**AIM OF THE EXERCISE:** Edit the entries from the line containing "Identify tree canopy." through the end of the entries, inclusive, so that "white car" becomes "silver car", and leave every other character unchanged.

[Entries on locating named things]
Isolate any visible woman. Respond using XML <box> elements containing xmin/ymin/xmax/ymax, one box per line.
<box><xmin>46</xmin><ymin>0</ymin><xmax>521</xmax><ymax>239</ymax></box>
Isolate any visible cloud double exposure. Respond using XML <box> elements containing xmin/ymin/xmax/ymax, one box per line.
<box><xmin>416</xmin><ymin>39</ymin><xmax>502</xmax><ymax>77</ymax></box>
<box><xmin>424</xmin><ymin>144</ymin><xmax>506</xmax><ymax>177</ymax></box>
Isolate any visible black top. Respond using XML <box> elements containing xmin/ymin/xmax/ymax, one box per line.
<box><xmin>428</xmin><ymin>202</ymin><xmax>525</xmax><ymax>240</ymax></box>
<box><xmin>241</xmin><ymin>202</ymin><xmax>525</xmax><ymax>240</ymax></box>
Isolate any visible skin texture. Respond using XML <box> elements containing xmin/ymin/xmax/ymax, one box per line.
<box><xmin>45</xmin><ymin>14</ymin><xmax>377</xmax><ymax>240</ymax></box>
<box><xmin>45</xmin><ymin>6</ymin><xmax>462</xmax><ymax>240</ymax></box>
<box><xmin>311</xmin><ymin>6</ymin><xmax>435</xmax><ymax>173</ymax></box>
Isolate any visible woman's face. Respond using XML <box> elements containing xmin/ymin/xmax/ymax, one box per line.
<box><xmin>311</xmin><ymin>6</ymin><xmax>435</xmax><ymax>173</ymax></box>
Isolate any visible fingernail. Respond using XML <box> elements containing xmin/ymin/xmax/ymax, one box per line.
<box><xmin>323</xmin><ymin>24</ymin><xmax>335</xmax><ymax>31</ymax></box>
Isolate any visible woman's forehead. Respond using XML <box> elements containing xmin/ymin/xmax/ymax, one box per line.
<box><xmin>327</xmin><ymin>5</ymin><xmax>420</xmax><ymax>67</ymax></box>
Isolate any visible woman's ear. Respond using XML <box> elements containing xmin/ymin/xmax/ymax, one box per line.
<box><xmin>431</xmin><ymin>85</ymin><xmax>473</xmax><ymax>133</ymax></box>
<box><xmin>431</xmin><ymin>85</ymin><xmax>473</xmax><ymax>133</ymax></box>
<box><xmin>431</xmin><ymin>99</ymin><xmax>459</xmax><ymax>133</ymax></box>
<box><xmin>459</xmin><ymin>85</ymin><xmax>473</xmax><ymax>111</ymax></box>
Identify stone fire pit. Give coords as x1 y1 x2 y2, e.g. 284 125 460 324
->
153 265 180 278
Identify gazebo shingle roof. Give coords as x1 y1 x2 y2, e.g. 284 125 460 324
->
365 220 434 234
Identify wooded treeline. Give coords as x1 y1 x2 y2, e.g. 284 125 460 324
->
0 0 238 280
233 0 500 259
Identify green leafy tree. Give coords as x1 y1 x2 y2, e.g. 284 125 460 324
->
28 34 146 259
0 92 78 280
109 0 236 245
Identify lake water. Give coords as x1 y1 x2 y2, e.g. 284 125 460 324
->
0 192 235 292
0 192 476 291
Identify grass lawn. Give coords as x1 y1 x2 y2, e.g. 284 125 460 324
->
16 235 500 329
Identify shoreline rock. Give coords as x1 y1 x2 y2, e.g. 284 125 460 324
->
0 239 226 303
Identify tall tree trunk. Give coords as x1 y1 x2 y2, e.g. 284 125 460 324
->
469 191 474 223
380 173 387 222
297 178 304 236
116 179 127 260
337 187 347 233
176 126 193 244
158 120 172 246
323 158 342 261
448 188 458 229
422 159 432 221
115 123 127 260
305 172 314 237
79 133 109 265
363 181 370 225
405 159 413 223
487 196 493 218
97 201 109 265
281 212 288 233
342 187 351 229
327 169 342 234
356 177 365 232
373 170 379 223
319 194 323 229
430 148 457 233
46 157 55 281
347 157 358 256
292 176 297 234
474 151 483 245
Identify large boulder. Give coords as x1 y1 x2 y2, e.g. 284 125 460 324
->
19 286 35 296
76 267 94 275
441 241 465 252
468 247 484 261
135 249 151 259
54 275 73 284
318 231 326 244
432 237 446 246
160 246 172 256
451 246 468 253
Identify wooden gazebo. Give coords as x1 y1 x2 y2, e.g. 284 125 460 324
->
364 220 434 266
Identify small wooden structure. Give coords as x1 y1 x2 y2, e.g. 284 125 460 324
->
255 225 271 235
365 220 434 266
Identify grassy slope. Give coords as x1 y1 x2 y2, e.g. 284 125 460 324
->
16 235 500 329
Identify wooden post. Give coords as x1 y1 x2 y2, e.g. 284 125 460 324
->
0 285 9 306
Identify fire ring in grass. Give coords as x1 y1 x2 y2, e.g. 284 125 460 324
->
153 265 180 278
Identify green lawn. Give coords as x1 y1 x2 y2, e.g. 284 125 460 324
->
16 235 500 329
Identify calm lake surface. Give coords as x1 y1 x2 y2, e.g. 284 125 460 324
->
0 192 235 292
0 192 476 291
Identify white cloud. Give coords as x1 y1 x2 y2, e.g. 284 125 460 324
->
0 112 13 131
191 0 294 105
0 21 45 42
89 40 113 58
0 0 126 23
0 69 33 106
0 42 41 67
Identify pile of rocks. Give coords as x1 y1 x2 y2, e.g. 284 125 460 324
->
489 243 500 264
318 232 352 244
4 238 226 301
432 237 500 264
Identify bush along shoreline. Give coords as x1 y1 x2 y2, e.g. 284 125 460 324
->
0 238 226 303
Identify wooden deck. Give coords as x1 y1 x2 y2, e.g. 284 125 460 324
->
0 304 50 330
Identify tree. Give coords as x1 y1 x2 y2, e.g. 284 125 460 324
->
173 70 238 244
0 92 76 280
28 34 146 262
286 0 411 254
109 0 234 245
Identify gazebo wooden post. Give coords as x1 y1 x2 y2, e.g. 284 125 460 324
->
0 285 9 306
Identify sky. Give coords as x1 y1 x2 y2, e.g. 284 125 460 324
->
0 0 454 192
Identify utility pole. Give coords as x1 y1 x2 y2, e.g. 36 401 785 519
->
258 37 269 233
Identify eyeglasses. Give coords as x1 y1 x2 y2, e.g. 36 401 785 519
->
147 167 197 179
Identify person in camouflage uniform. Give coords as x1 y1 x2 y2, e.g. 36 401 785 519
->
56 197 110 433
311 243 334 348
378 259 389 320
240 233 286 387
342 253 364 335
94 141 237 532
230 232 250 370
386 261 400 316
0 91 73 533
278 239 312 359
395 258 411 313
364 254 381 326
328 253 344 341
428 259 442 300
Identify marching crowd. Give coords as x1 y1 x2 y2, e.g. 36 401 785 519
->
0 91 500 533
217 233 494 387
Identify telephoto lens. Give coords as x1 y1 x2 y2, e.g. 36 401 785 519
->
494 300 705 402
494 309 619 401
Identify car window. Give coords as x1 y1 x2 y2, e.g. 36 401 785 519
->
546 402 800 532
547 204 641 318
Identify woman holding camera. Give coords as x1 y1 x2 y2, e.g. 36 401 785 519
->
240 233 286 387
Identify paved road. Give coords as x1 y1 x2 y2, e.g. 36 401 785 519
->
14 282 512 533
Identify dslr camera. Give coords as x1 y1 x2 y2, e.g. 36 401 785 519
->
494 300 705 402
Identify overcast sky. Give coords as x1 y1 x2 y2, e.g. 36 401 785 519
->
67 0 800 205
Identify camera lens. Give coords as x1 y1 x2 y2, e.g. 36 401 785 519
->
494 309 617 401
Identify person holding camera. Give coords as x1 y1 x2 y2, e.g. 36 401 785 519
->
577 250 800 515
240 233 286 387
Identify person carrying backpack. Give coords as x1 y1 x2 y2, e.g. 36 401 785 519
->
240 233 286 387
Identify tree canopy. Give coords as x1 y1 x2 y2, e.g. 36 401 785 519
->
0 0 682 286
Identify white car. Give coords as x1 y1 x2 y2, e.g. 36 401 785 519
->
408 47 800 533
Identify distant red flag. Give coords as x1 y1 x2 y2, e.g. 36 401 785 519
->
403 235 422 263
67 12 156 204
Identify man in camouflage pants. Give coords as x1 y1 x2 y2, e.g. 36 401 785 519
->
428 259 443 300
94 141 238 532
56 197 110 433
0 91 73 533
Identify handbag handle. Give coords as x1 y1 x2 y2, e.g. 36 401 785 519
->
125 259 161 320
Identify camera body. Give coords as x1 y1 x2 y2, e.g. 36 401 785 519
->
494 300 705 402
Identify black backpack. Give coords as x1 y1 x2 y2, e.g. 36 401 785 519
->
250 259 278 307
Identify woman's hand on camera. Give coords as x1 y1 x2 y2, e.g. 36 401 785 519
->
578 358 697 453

**ANSWER TO THE TASK:**
Identify tree canopy. Give coords as x1 y1 x2 y2, e.g. 36 401 785 519
->
0 0 682 286
Identify silver car. Give coords as x1 y1 x2 y2, e.g. 36 401 785 519
->
408 47 800 533
Identify distant red flag. Give coords as x1 y1 x2 y2, e.g. 36 401 785 519
->
403 235 422 263
67 12 156 204
Identify man in camouflage pants. Give coords as x1 y1 x2 y2, e.g. 36 401 785 519
->
428 259 443 300
94 141 238 532
56 197 110 433
0 91 73 533
Identify handbag handle. Give coords as x1 y1 x2 y2, e.g. 36 401 785 519
->
125 259 161 320
Identify camera body. Give coords as x1 y1 x2 y2, e.g. 36 401 785 519
->
494 300 705 402
Identify black backpack. Give coords as x1 y1 x2 y2, e.g. 36 401 785 519
->
250 259 278 307
Identify woman's hand on camera. Give coords as x1 y1 x2 y2, e.g. 36 401 785 519
->
578 358 697 453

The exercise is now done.